Exercise material:
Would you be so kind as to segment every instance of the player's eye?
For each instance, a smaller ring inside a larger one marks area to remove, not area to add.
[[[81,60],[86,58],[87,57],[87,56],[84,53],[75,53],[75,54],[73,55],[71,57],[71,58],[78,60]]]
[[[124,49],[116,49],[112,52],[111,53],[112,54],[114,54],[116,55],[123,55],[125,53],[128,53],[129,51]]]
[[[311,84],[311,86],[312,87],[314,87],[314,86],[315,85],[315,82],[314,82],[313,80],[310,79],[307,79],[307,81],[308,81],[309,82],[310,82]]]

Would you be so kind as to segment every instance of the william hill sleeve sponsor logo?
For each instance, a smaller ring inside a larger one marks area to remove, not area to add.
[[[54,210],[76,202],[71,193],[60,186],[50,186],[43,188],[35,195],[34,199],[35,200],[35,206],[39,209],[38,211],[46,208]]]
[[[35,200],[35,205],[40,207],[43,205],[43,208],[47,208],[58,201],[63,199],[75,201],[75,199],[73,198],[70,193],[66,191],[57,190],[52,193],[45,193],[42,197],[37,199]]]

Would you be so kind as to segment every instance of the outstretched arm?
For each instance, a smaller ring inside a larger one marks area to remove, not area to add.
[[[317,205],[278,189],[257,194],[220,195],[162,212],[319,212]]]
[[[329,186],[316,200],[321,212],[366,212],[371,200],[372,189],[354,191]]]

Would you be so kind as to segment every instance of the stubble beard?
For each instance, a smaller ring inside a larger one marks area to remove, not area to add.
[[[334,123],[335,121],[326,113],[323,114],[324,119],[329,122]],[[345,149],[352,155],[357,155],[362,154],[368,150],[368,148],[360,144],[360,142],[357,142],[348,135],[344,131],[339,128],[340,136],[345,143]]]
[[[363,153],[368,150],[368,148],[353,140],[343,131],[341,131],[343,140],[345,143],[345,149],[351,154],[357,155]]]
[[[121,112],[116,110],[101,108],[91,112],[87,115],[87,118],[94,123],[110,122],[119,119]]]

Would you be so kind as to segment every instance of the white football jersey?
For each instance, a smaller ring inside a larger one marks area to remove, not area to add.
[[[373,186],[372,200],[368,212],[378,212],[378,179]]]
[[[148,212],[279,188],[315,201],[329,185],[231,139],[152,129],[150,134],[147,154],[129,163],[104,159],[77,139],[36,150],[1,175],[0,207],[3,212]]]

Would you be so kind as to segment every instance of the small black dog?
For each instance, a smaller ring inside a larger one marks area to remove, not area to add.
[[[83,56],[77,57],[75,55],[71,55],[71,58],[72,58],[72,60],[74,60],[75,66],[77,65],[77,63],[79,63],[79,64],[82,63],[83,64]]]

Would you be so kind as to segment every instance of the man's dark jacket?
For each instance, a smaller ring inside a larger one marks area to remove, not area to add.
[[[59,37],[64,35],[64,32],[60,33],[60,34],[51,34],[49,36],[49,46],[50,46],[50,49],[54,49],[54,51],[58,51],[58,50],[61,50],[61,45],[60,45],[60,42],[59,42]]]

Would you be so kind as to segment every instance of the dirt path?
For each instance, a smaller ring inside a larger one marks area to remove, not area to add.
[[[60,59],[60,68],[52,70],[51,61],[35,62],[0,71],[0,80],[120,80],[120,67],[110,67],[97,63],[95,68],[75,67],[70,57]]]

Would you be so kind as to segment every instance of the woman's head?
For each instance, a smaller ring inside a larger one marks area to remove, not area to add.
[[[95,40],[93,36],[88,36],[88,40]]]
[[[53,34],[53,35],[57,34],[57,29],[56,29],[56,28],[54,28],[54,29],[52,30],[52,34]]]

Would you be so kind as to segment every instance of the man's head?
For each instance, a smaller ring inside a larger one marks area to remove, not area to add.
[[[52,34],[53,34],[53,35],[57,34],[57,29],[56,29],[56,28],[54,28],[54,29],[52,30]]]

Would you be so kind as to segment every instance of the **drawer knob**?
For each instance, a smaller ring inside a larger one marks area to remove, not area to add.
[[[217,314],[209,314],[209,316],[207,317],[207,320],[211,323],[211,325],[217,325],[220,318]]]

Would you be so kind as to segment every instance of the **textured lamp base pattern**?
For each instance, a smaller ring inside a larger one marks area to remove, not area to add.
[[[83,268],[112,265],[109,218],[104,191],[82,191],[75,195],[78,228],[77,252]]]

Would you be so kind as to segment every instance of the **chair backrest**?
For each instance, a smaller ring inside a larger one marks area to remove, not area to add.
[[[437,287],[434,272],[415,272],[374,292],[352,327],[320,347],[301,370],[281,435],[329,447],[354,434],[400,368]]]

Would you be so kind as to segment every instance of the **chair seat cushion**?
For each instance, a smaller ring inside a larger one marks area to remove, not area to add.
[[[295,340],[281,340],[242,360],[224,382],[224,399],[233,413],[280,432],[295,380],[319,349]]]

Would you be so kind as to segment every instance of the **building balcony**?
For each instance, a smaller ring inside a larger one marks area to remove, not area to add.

What is needed: Every line above should be written out again exactly as it stands.

Solution to this exercise:
Would you be so kind as to segment every instance of the player's eye?
For each instance, a smaller ring inside a larger one marks area to remove, not area to add.
[[[81,60],[86,58],[87,57],[87,56],[84,53],[75,53],[75,54],[73,55],[71,57],[71,58],[78,60]]]
[[[124,49],[116,49],[112,52],[111,53],[112,54],[114,54],[116,55],[123,55],[125,53],[128,53],[129,51]]]
[[[311,84],[311,86],[312,87],[314,87],[314,86],[315,85],[315,82],[314,82],[313,80],[310,79],[307,79],[307,81],[308,81],[309,82],[310,82]]]

Would you be so kind as to segment every instance of the william hill sleeve sponsor logo?
For each instance, a smaller ring inside a larger one marks area to remove, not area to add.
[[[54,210],[76,202],[71,193],[60,186],[50,186],[43,188],[35,195],[34,199],[35,200],[35,206],[39,209],[38,211],[46,208]]]
[[[35,200],[35,205],[40,207],[43,205],[43,208],[47,208],[58,201],[63,199],[75,201],[75,199],[73,198],[70,193],[66,191],[57,190],[52,193],[45,193],[42,197],[37,199]]]

Would you be so kind as to segment every instance of the outstretched arm?
For each instance, a smaller ring inside a larger one marks area to remove, not area to add.
[[[317,205],[278,189],[257,194],[220,195],[162,212],[319,212]]]
[[[329,186],[316,200],[321,212],[366,212],[371,200],[372,189],[354,191]]]

Would you be so kind as to segment every instance of the stubble beard?
For each instance, a smaller ring inside a larger one marks area to remove, not area to add.
[[[334,123],[335,121],[326,113],[323,114],[324,119],[329,122]],[[345,149],[352,155],[357,155],[362,154],[368,150],[368,148],[360,144],[360,142],[357,142],[348,135],[344,131],[339,128],[340,136],[345,143]]]
[[[363,153],[368,150],[368,148],[353,140],[343,131],[341,131],[343,140],[345,143],[345,149],[351,154],[357,155]]]
[[[121,112],[116,110],[101,108],[91,112],[87,115],[87,118],[94,123],[110,122],[119,119]]]

Would you be so kind as to segment every instance of the white football jersey?
For each instance, a smaller ring inside a larger one marks area to remove, not area to add.
[[[373,186],[372,200],[368,212],[378,212],[378,179]]]
[[[148,212],[279,188],[315,201],[329,185],[231,139],[152,129],[150,134],[147,154],[129,163],[104,159],[77,139],[36,150],[1,175],[0,207],[3,212]]]

Would you be so kind as to segment every instance of the small black dog?
For each instance, a smaller ring inside a larger one marks area to remove, not area to add.
[[[83,56],[77,57],[75,55],[71,55],[71,58],[72,58],[72,60],[74,60],[75,66],[77,65],[77,63],[79,63],[79,64],[82,63],[83,64]]]

Would you be so kind as to segment every instance of the man's dark jacket?
For each instance, a smaller ring inside a larger one marks area to remove, not area to add.
[[[59,37],[64,35],[64,32],[60,33],[60,34],[51,34],[49,36],[49,46],[50,46],[50,49],[54,49],[54,51],[58,51],[58,50],[61,50],[61,45],[60,45],[60,42],[59,42]]]

Would you be so kind as to segment every instance of the dirt path?
For each instance, a smaller ring inside a larger one marks area to remove, not area to add.
[[[60,59],[60,68],[52,70],[51,61],[35,62],[0,71],[0,80],[120,80],[120,67],[110,67],[97,63],[95,68],[75,67],[70,57]]]

Would you be so kind as to segment every instance of the woman's head?
For each instance, a smaller ring inside a larger one marks area to remove, not area to add.
[[[95,40],[93,36],[88,36],[88,40]]]
[[[53,34],[53,35],[57,34],[57,29],[56,29],[56,28],[54,28],[54,29],[52,30],[52,34]]]

Would you be so kind as to segment every instance of the man's head?
For each instance, a smaller ring inside a larger one marks area to remove, not area to add.
[[[52,34],[53,34],[53,35],[57,34],[57,29],[56,29],[56,28],[54,28],[54,29],[52,30]]]

Would you be so kind as to segment every instance of the **drawer knob**?
For each instance, a smaller ring inside a larger one marks area to remove, not area to add.
[[[217,314],[209,314],[209,316],[207,317],[207,320],[211,323],[211,325],[217,325],[220,318]]]

Would you be so kind as to segment every instance of the **textured lamp base pattern**?
For each instance, a smaller ring inside a larger one marks area to remove, not area to add.
[[[83,268],[112,265],[109,218],[104,191],[82,191],[75,195],[78,228],[77,252]]]

Would you be so kind as to segment every instance of the **chair backrest**?
For each instance, a smaller ring inside a larger one marks area to remove, not area to add.
[[[437,287],[434,272],[415,272],[374,292],[352,327],[320,347],[301,370],[281,435],[329,447],[354,434],[400,368]]]

Would you be so kind as to segment every instance of the **chair seat cushion**?
For each instance, a smaller ring inside a larger one marks area to remove, not area to add.
[[[295,340],[281,340],[242,360],[224,382],[224,399],[233,413],[280,432],[295,380],[319,349]]]

Would you be so kind as to segment every instance of the **building balcony**?
For each instance, a smaller ring inside a larger one marks area to remove, not area to add.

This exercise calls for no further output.